# TEXT PASSAGE
The worst thing an investor can do is switching portfolio strategies based on a particular event or certain economic news. The best thing is to have a portfolio strategy and stick to it.
Our portfolio strategy is based on 5 simple tenants:
1 – Belief that equity markets will continue as they have for over 100 years, to move through decline and recovery cycles, with each successive recovery higher than the last..
2 – Volatility is not risk – it’s just equity market fluctuations that represent current sentiment of value in the market – most of which is driven by emotion.
3 – Global diversification of investments, by company size and investment style.
4 – Money needed over the next two years must be in cash like investments – particularly when markets are close to peaking. The remaining investment is to be held in a diversified equity portfolio
5 – Annual rebalancing back to target allocations.
Gone are the days when holding 40% in bond fund portfolios would comfortably return 5- 8% with the remaining allocation is equities. To achieve the investment returns most people need to reach their goals, a greater exposure to equities is required. This means greater volatility. Understanding (or maybe accepting) that volatility is not risk if the investment strategy includes an appropriate allocation to non-volatile cash investments is important.
According to a recent article in Morningstar – I’m vexed! My investment strategy is value biased. I recommend investment managers for my client portfolios that purchase shares at a discount and wait patiently until the market discovers their real value and rise. The value investment approach has been out of favour now for about 10 years. So what to do?

# INPUT DATA
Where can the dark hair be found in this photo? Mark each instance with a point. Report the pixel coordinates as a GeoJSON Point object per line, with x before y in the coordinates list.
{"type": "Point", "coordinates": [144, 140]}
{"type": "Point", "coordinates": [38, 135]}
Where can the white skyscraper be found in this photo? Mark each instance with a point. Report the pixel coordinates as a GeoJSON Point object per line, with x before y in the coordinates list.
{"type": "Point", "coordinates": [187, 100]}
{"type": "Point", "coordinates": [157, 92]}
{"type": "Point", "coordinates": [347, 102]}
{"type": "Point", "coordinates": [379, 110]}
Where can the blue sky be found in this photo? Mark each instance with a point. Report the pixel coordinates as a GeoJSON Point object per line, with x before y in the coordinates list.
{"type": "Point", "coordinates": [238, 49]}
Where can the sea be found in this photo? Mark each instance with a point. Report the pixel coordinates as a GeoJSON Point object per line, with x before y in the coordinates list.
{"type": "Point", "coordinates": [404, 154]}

# WHAT THE EXERCISE ASKS
Reproduce the portfolio strategy passage word for word, starting at "The worst thing" and ending at "and investment style.".

# WRITTEN ANSWER
The worst thing an investor can do is switching portfolio strategies based on a particular event or certain economic news. The best thing is to have a portfolio strategy and stick to it.
Our portfolio strategy is based on 5 simple tenants:
1 – Belief that equity markets will continue as they have for over 100 years, to move through decline and recovery cycles, with each successive recovery higher than the last..
2 – Volatility is not risk – it’s just equity market fluctuations that represent current sentiment of value in the market – most of which is driven by emotion.
3 – Global diversification of investments, by company size and investment style.